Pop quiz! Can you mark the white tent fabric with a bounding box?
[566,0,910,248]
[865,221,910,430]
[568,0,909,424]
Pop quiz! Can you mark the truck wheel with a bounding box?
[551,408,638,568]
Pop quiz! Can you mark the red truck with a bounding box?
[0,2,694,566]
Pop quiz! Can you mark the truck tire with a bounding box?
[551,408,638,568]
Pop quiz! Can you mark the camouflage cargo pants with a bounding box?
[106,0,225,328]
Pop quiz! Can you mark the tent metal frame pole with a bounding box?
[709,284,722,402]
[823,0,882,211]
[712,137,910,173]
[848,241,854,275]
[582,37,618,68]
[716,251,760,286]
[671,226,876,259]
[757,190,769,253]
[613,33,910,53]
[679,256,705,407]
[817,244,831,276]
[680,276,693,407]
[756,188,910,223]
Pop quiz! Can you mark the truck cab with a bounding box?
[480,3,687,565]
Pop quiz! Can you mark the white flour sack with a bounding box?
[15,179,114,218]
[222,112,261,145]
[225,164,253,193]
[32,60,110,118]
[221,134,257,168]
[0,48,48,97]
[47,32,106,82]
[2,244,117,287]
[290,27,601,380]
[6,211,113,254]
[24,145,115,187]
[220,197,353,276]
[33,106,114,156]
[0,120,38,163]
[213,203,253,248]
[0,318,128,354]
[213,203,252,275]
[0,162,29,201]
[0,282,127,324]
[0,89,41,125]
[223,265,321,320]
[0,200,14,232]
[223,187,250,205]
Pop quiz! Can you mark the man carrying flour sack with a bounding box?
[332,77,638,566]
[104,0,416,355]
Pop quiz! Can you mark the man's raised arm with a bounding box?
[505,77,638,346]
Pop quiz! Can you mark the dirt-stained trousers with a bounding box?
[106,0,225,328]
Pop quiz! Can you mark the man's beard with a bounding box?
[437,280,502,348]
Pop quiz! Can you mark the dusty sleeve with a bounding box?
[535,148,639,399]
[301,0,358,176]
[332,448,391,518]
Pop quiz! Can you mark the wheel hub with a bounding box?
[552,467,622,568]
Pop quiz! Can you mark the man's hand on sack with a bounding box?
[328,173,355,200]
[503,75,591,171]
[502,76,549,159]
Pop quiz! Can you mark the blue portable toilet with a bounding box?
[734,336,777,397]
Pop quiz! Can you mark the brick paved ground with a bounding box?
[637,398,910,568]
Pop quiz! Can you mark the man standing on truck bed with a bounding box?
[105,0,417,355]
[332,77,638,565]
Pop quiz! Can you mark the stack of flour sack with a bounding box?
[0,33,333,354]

- - -

## TASK DESCRIPTION
Your task is to extract all of the records exactly.

## RESULT FOR THIS EXERCISE
Pop quiz! Can you mark the white tent fabric with a bounding box?
[566,0,910,248]
[865,221,910,430]
[568,0,909,424]
Pop quiz! Can you mark the truck wheel with a bounding box?
[551,408,638,568]
Pop quiz! Can you mark the red truck with a bounding box?
[0,2,694,566]
Pop quiz! Can you mark the truck tire with a bounding box?
[551,408,638,568]
Pop quiz! Can you mark the camouflage cargo pants with a bounding box?
[106,0,225,328]
Pop quiz! Can you mark the tent metal frame pole with a bounding box?
[709,284,722,402]
[823,0,882,211]
[712,137,910,173]
[848,241,854,275]
[582,37,618,68]
[716,251,760,286]
[671,226,876,259]
[757,190,769,253]
[613,33,910,53]
[679,256,705,407]
[817,244,831,276]
[680,276,693,407]
[756,188,910,223]
Pop quiz! Can you mark the truck cab with a bounding box?
[480,3,687,565]
Pop quiz! Can you mark the white flour sack with a bounding box?
[15,179,114,218]
[222,112,261,145]
[225,164,253,193]
[32,60,110,118]
[221,134,257,168]
[0,48,48,97]
[47,32,106,82]
[2,244,117,287]
[290,27,601,380]
[6,211,113,254]
[24,145,115,187]
[220,197,353,276]
[33,106,114,156]
[0,120,38,163]
[213,203,253,248]
[0,318,128,354]
[213,203,252,275]
[0,162,29,201]
[0,282,127,324]
[0,89,41,125]
[223,265,321,320]
[0,200,14,232]
[223,187,250,205]
Pop quiz! Can you mark the man carrying flour sack with a bounding box?
[332,77,638,566]
[104,0,416,355]
Pop quiz! Can you mark the man's raised arm with a bounding box?
[505,77,638,346]
Pop quiz! Can you mark the dirt-stained trousers with a bounding box?
[106,0,225,328]
Pop quiz! Can you mark the man's beard with a bounding box?
[437,280,502,348]
Pop quiz! Can you mark the dusty sleeve with a bounding box?
[535,148,639,399]
[301,0,358,176]
[332,448,391,518]
Pop quiz! Can you mark the wheel hub with a bounding box?
[552,467,622,568]
Pop quiz! Can you mark the man's hand on sack with a bounding box?
[328,173,355,200]
[503,75,591,171]
[502,76,549,159]
Pop quiz! Can you mark the blue portable toilet with a bounding box?
[734,336,777,397]
Pop quiz! Can you mark the brick paved ground with a bounding box?
[637,398,910,568]
Pop quiz! Can you mark the man standing on truck bed with a bounding box?
[105,0,417,355]
[332,77,638,565]
Pop quiz! Can you mark the stack of flour sack with a bounding box?
[0,33,333,354]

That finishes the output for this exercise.